GOAL OF THE EXERCISE - Edit the lines from the one that contains "Please place a point on the grass blade" through the final line, replacing "grass blade" with "blade of grass" and keeping everything else the same. Return only those lines.

THE DATA -
----------

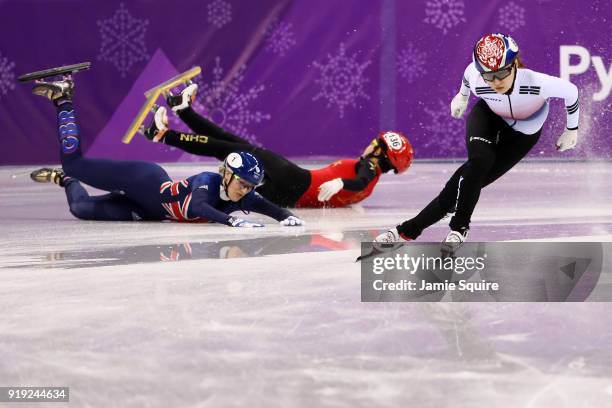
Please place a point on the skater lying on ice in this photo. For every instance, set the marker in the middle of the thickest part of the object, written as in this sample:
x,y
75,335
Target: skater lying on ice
x,y
286,184
143,190
503,126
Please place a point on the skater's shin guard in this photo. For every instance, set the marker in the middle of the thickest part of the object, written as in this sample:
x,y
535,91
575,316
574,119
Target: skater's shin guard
x,y
68,130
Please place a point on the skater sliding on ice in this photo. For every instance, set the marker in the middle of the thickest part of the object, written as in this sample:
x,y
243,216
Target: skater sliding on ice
x,y
141,190
503,126
342,183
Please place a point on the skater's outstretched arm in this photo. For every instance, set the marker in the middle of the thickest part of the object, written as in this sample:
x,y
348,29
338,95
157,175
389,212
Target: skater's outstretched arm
x,y
200,207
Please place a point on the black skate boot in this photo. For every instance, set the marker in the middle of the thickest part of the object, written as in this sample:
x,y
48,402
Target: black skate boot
x,y
46,175
182,100
454,240
57,91
159,125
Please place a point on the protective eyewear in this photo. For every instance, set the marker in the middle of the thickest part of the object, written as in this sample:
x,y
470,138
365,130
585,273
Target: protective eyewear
x,y
501,74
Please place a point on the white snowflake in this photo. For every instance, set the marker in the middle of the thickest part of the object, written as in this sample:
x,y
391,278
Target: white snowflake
x,y
411,63
7,77
445,134
223,102
444,14
342,80
512,16
219,13
123,42
280,38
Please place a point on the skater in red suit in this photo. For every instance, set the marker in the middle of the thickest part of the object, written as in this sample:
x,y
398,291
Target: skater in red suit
x,y
342,183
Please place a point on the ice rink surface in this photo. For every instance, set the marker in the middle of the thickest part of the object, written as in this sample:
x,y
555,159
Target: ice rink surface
x,y
192,315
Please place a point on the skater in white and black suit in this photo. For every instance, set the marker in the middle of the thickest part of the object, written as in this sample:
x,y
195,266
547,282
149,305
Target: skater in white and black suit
x,y
502,128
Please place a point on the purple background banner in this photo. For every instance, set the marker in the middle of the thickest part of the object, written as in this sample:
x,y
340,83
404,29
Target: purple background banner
x,y
301,77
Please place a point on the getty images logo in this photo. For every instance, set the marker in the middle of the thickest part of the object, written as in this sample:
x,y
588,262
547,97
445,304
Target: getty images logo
x,y
585,60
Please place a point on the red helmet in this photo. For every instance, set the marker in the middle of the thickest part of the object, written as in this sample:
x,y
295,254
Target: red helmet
x,y
398,150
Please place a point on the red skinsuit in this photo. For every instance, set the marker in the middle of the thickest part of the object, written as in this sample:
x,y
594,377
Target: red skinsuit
x,y
344,169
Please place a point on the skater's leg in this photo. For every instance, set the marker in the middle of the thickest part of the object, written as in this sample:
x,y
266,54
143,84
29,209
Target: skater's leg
x,y
201,125
511,150
139,180
482,136
437,209
181,105
108,207
481,154
203,145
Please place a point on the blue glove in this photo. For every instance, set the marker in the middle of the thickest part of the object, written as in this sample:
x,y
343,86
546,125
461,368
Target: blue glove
x,y
239,222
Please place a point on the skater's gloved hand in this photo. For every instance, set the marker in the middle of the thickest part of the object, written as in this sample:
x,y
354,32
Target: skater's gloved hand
x,y
239,222
292,221
328,189
459,105
184,99
567,140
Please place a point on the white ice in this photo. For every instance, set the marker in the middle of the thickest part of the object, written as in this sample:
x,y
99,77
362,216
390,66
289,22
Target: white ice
x,y
92,306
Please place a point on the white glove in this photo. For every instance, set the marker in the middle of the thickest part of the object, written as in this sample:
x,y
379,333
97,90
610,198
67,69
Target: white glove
x,y
567,140
459,105
292,221
328,189
388,237
239,222
186,98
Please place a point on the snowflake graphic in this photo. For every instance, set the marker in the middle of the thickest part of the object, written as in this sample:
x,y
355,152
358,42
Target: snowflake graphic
x,y
280,38
123,41
342,80
411,63
7,77
512,16
444,14
222,102
446,134
219,13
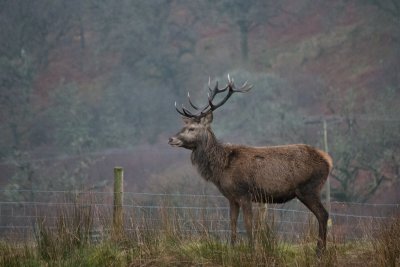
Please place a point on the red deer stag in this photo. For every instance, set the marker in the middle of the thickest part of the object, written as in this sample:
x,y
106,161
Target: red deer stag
x,y
243,174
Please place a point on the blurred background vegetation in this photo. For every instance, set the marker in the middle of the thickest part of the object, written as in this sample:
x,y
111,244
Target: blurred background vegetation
x,y
87,85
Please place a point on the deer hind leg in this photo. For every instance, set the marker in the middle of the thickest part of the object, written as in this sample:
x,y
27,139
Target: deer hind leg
x,y
248,218
234,214
313,203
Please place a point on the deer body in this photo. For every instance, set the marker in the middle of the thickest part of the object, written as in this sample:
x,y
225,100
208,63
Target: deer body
x,y
244,174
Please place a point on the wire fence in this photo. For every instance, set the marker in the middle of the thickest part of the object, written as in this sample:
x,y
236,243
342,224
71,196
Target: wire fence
x,y
21,211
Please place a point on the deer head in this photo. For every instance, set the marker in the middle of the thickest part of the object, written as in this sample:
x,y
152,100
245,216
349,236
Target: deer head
x,y
197,124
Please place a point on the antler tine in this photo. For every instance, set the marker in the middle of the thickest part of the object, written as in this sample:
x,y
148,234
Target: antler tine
x,y
243,89
211,95
177,109
191,103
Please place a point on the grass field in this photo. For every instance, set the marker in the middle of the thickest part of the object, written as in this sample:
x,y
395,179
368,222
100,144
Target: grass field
x,y
71,243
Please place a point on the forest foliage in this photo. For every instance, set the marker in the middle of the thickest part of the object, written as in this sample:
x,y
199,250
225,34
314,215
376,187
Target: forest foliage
x,y
78,78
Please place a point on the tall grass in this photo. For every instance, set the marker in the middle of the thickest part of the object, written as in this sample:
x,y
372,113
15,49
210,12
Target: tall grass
x,y
70,242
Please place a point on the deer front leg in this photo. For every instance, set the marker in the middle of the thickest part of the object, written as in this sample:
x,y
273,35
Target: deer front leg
x,y
248,219
234,214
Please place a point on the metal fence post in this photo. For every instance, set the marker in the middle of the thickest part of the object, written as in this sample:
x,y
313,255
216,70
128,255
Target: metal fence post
x,y
118,200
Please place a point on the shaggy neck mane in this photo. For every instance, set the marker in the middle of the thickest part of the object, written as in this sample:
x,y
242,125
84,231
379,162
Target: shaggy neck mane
x,y
209,157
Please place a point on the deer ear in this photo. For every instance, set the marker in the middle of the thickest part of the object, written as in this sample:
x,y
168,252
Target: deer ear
x,y
207,119
187,120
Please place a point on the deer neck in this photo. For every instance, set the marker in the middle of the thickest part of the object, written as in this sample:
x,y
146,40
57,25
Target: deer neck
x,y
210,158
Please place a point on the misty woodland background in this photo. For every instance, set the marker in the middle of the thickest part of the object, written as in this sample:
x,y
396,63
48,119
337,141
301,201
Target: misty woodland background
x,y
89,85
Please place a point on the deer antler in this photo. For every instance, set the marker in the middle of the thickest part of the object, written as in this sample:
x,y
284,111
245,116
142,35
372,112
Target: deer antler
x,y
211,95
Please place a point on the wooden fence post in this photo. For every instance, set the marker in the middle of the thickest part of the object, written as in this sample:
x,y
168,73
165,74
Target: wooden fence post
x,y
118,200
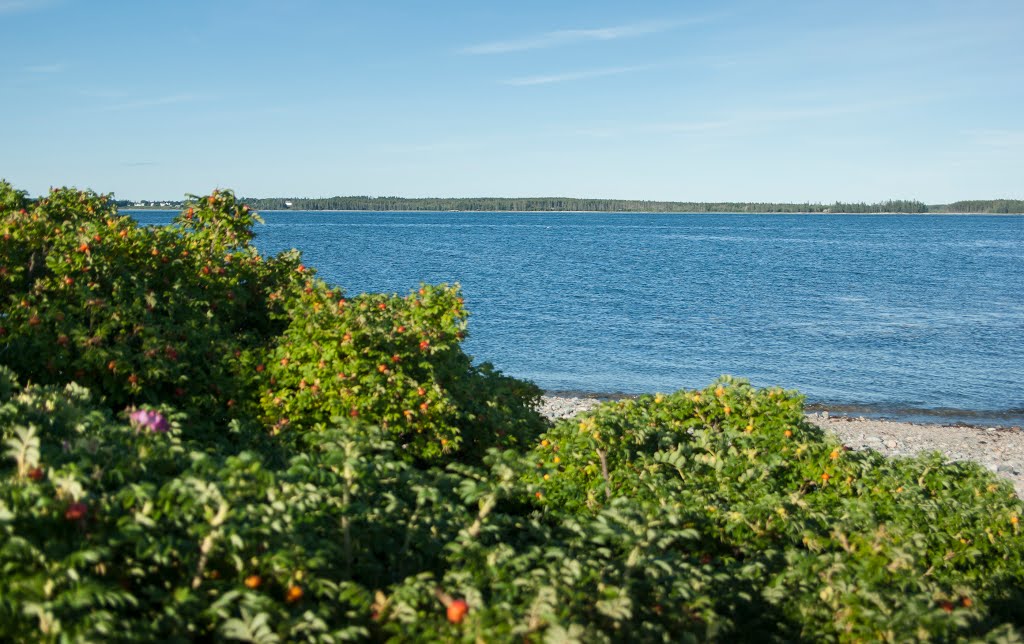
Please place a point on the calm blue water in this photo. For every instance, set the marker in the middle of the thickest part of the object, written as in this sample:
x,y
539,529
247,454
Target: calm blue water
x,y
895,315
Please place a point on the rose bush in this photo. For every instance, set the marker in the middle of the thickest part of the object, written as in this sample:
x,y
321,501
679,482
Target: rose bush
x,y
200,442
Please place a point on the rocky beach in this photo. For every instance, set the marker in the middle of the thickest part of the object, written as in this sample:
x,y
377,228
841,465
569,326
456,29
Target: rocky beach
x,y
997,448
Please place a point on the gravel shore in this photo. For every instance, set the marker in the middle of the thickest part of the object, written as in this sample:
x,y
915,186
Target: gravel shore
x,y
997,448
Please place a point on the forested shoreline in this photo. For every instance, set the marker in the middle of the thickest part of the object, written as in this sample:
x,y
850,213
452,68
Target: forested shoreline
x,y
487,204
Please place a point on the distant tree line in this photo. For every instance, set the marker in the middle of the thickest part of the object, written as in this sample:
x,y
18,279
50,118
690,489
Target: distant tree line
x,y
555,204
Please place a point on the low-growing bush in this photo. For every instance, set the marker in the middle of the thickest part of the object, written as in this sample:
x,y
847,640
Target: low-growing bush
x,y
200,442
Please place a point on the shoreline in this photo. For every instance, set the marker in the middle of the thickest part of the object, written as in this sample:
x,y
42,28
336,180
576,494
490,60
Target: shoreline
x,y
999,449
619,212
1009,419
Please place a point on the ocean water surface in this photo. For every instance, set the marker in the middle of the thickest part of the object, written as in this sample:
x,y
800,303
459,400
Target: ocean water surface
x,y
915,316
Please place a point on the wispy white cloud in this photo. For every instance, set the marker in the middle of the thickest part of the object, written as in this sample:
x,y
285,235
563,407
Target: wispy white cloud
x,y
747,121
571,36
150,102
54,68
997,138
574,76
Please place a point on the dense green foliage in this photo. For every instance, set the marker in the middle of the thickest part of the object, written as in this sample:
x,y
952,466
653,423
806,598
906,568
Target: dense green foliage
x,y
200,442
556,204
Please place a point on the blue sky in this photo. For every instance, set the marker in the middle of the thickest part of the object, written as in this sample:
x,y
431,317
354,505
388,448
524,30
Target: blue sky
x,y
745,100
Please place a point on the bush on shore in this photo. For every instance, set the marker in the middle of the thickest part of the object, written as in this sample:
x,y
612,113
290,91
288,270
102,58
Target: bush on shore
x,y
201,442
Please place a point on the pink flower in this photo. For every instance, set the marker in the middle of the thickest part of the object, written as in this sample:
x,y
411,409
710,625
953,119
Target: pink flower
x,y
154,421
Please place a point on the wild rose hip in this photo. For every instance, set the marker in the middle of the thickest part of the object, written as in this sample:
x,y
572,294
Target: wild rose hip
x,y
148,419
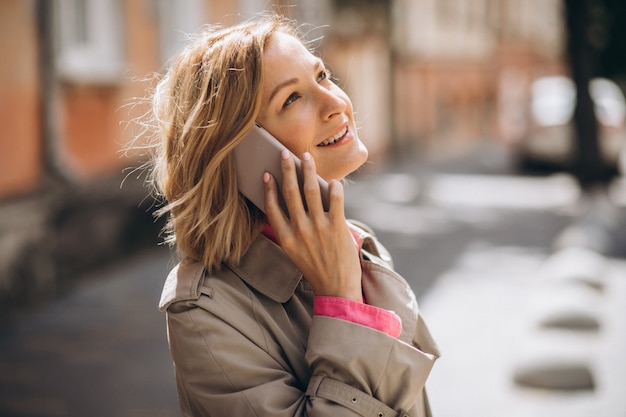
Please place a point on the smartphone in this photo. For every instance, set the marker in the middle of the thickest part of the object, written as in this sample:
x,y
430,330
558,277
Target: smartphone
x,y
259,152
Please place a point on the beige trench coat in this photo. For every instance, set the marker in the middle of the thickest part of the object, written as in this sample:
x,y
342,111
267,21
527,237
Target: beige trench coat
x,y
245,342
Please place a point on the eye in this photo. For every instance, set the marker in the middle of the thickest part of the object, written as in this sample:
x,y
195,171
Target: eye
x,y
323,75
292,97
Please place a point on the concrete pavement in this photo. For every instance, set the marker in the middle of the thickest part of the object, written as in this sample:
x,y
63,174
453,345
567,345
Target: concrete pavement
x,y
100,349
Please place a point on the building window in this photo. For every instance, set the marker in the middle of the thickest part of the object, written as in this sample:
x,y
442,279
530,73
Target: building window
x,y
89,37
178,19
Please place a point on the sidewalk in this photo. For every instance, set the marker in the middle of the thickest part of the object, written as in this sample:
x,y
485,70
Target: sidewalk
x,y
481,313
101,350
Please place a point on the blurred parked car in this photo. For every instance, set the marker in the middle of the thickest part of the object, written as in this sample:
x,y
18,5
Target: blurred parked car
x,y
549,138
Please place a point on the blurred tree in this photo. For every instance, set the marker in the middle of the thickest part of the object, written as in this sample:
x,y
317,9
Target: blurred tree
x,y
595,30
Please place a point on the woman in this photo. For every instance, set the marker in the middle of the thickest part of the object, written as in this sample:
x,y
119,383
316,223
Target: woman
x,y
284,314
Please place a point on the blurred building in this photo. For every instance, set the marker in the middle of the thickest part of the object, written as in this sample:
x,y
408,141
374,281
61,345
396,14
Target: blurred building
x,y
440,72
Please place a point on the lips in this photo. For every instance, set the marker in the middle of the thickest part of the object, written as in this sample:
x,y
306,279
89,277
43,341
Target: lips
x,y
335,138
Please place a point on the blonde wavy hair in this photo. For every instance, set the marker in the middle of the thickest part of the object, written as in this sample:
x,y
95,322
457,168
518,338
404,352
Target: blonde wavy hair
x,y
201,109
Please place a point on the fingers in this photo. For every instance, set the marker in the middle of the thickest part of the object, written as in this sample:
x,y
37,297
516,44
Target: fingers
x,y
273,210
311,187
290,185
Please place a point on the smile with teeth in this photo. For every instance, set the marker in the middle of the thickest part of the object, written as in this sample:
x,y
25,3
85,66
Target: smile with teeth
x,y
335,138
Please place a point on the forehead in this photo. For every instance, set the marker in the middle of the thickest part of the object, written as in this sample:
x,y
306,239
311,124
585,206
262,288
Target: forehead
x,y
284,50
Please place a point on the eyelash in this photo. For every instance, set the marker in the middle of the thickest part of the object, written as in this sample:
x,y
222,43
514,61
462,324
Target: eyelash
x,y
323,75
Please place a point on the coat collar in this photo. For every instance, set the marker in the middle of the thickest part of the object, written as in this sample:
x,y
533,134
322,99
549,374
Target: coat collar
x,y
267,269
264,267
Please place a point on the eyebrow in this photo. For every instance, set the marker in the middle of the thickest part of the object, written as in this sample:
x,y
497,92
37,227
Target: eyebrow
x,y
291,81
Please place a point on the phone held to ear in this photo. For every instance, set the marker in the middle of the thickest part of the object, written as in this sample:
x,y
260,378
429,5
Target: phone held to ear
x,y
258,153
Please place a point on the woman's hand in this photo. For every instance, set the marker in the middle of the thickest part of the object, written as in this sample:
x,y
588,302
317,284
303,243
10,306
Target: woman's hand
x,y
319,243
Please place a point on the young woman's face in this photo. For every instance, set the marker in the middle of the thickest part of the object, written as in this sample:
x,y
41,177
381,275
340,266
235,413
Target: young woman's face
x,y
306,111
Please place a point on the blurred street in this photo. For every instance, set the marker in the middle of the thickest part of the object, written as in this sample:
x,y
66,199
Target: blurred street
x,y
470,236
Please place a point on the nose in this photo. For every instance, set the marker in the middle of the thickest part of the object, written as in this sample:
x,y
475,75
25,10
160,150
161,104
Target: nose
x,y
331,103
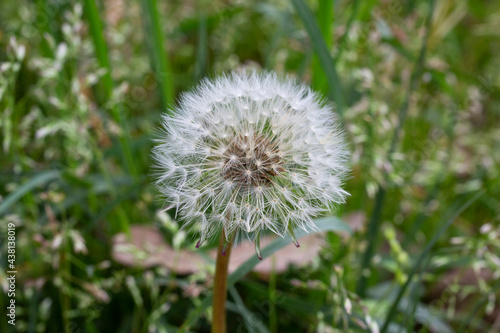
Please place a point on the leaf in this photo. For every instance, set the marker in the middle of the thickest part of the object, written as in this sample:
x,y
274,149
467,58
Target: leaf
x,y
326,61
421,257
38,180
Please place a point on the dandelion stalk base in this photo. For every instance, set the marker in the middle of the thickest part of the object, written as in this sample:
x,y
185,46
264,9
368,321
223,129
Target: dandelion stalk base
x,y
220,286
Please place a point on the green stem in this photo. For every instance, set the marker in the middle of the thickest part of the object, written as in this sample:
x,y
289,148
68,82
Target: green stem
x,y
220,287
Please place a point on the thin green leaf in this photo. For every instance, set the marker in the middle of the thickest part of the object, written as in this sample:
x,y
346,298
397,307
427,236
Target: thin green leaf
x,y
158,53
40,179
422,257
325,19
96,30
374,225
323,224
324,57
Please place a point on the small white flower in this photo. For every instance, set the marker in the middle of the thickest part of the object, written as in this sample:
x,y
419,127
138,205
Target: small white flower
x,y
250,152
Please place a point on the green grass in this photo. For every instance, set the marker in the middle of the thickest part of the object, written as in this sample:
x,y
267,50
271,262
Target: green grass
x,y
82,88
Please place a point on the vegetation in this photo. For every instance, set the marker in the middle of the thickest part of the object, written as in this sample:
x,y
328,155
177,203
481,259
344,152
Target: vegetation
x,y
416,83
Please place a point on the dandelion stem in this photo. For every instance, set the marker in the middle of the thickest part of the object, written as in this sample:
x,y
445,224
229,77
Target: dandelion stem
x,y
220,286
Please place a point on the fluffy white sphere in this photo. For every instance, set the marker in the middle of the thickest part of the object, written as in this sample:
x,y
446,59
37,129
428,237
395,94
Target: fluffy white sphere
x,y
250,152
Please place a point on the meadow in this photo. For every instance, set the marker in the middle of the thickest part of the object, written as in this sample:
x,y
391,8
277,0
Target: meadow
x,y
415,84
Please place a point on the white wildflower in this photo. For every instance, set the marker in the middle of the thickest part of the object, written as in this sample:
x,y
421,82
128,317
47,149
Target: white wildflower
x,y
250,152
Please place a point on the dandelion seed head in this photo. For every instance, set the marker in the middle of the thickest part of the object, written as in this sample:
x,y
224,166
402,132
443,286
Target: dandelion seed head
x,y
249,152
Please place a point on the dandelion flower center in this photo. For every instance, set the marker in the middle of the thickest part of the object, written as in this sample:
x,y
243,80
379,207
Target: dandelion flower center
x,y
248,153
252,161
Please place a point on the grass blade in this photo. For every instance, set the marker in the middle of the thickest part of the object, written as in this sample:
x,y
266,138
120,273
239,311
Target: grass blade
x,y
159,55
321,49
374,226
38,180
325,19
324,224
201,50
421,258
96,30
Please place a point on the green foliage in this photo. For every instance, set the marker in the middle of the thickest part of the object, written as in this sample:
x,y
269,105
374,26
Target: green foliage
x,y
417,86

----------

WRITTEN SOLUTION -
Please place a point on the blade of grass in this photo. For every instance, set the marker in the middle of the thickest part of the object, written as in this sample:
x,y
266,138
120,273
239,311
Target: blade of grass
x,y
159,55
321,49
374,226
38,180
325,19
324,224
201,50
421,258
96,30
Please place a point on the green foliage in this photo. For every instance, set the marker in the middle of the thickest part of the object, written as in this sample:
x,y
269,105
374,26
Target: green foliage
x,y
417,86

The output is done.